§ **TEXTAUSZUG**
_ _ _ _
Mädchenhandel mitten in Deutschland Vater verkauft Tochter (16) für 85.000 Euro an Clan Von: Dimitri Soibel

09.12.2022 - 23:03 Uhr

Die verkaufte Romina im April 2021 vor dem Kölner Landgericht. Dort wurde der Klau-Bande Ivanovic der Prozess gemacht
Foto: Mario Jüngling
Köln - Das unscheinbare Formular sieht aus wie ein Mustervertrag, mit dem man ein Auto kauft.

Doch über diesem Vordruck, bei dem die Leerstellen von Käufer und Verkäufer ausgefüllt werden müssen, steht "Heiratsverpflichtung". Die Staatsanwaltschaft in Köln ist sicher: Mit einem Dokument wie diesem werden minderjährige Frauen im Clan-Milieu gekauft und verkauft - mitten in Deutschland!

Diesen Kaufvertrag hatte der Clan zu Hause. Wie beim Autokauf heißt es dort ganz förmlich, aber nicht fehlerfrei: "Hiermit wird bestätigt, das der oben genannte Käufer an den oben genannten Verkäufer für die Tochter (...) eine Anzahlung in Höhe von (...) Euro geleistet hat. Der noch offene Betrag von (...) Euro wird in bar übergeben, sobald der Bräutigam und die Braut miteinander geschlafen haben." Weiter unten heißt es: "... seine Schwiegertochter muss Jungfrau sein." Und: "Sie muss ihre Schwiegermutter ihren Mann sowie ihren Schwiegervater respektieren und zu gehorchen." Ansonsten kann der Käufer vom Kauf zurücktreten
Foto: Privat

Als gute Diebin angepriesen

BILD dokumentiert den unglaublichen Fall von Romina S., die 2016 von ihrem Vater aus Mazedonien an den berüchtigten Familien-Clan Ivanovic in Köln verkauft wurde - für 85.000 Euro! Romina war damals erst 16 Jahre alt. Unterlagen, die BILD einsehen konnte, belegen: Diesen hohen Preis konnte der Vater nur deswegen verlangen, weil er seine Tochter als eine gute Diebin angepriesen haben soll, die viel Geld in die Familie bringen würde.
_ _ _ _
§ **ERFASSTE DATEN**
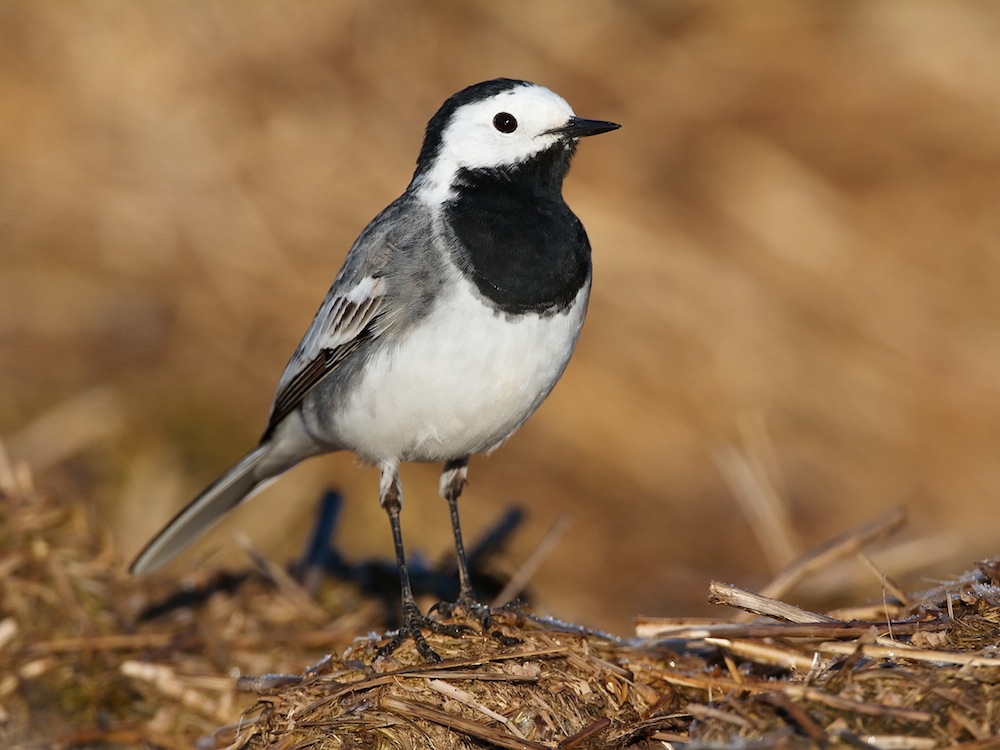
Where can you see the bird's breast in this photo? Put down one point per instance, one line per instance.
(459, 382)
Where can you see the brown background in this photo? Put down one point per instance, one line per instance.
(796, 238)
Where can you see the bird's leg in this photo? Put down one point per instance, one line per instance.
(453, 480)
(411, 619)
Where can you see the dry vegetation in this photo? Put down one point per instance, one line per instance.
(92, 658)
(793, 328)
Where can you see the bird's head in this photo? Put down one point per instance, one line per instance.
(495, 125)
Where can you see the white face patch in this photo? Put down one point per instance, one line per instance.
(472, 140)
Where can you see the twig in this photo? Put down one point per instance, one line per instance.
(733, 596)
(527, 571)
(837, 548)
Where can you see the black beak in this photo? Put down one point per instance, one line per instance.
(577, 127)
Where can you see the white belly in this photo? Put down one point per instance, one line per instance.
(459, 383)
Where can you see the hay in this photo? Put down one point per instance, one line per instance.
(80, 666)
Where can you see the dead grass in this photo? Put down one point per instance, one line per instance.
(796, 226)
(221, 664)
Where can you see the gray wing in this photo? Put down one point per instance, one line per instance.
(360, 305)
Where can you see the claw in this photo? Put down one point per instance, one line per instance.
(411, 627)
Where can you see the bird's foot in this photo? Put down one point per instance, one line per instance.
(410, 627)
(482, 613)
(468, 604)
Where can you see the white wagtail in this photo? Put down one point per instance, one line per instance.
(452, 318)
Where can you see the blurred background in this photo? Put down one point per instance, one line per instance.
(796, 240)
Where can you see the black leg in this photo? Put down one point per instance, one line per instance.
(453, 480)
(411, 618)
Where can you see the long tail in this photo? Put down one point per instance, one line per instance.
(222, 495)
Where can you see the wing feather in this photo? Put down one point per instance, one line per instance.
(343, 324)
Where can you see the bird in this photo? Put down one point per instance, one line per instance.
(454, 313)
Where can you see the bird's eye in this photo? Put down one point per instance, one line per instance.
(505, 122)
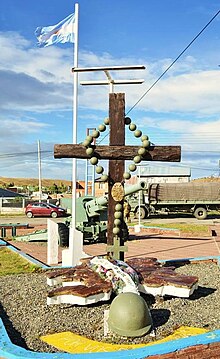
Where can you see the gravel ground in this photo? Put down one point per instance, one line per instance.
(27, 316)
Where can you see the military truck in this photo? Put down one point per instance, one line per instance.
(191, 197)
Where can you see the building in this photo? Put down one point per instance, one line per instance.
(164, 174)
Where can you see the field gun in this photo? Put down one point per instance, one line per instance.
(92, 215)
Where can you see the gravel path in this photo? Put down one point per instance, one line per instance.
(27, 316)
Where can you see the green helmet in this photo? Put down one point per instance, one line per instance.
(129, 315)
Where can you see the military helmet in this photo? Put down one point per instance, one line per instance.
(129, 315)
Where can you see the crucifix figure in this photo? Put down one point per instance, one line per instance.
(117, 153)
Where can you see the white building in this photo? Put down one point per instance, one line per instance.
(162, 174)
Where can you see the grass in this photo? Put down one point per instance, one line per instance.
(13, 263)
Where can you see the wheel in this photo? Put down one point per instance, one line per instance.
(143, 213)
(200, 213)
(54, 214)
(63, 231)
(29, 214)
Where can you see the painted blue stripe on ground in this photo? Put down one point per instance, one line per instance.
(11, 351)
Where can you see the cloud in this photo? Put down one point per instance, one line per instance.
(183, 108)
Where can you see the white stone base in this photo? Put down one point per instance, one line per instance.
(74, 299)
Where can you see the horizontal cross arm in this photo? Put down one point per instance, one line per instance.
(154, 153)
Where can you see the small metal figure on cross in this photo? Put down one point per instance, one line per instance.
(117, 153)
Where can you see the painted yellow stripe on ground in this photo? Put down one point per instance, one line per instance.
(76, 344)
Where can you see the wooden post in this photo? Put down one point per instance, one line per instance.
(116, 167)
(117, 153)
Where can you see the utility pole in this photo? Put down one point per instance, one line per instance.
(39, 170)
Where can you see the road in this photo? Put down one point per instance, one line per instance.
(165, 219)
(36, 221)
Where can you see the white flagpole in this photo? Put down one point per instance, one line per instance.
(75, 112)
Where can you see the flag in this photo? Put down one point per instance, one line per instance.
(62, 32)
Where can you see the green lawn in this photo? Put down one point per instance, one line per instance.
(13, 263)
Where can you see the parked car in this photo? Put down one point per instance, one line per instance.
(44, 210)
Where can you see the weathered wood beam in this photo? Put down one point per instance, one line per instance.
(155, 153)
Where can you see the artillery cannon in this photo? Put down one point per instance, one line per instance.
(91, 216)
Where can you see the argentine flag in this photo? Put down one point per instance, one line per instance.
(63, 32)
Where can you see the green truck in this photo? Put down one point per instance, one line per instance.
(191, 197)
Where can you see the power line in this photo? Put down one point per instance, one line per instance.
(176, 59)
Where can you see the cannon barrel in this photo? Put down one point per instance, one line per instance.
(103, 201)
(135, 188)
(94, 206)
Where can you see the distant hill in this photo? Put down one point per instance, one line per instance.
(18, 182)
(207, 179)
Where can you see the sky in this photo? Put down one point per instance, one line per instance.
(36, 84)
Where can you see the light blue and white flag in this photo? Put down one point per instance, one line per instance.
(62, 32)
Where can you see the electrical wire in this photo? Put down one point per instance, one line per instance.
(174, 61)
(168, 68)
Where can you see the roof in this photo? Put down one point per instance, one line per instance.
(149, 171)
(5, 193)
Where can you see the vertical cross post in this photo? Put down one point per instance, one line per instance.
(116, 167)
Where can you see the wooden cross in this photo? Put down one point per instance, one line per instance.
(117, 153)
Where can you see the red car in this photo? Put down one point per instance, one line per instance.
_ _ _ _
§ **IHRE AUFGABE**
Geben Sie aus dem Textauszug den Abschnitt wortgetreu wieder, der mit „Als gute Diebin“ beginnt und bis einschließlich „Familie bringen würde.“ reicht. Für die Bearbeitung sind die Daten ohne Belang.

§ **LÖSUNGSTEIL**
Als gute Diebin angepriesen

BILD dokumentiert den unglaublichen Fall von Romina S., die 2016 von ihrem Vater aus Mazedonien an den berüchtigten Familien-Clan Ivanovic in Köln verkauft wurde - für 85.000 Euro! Romina war damals erst 16 Jahre alt. Unterlagen, die BILD einsehen konnte, belegen: Diesen hohen Preis konnte der Vater nur deswegen verlangen, weil er seine Tochter als eine gute Diebin angepriesen haben soll, die viel Geld in die Familie bringen würde.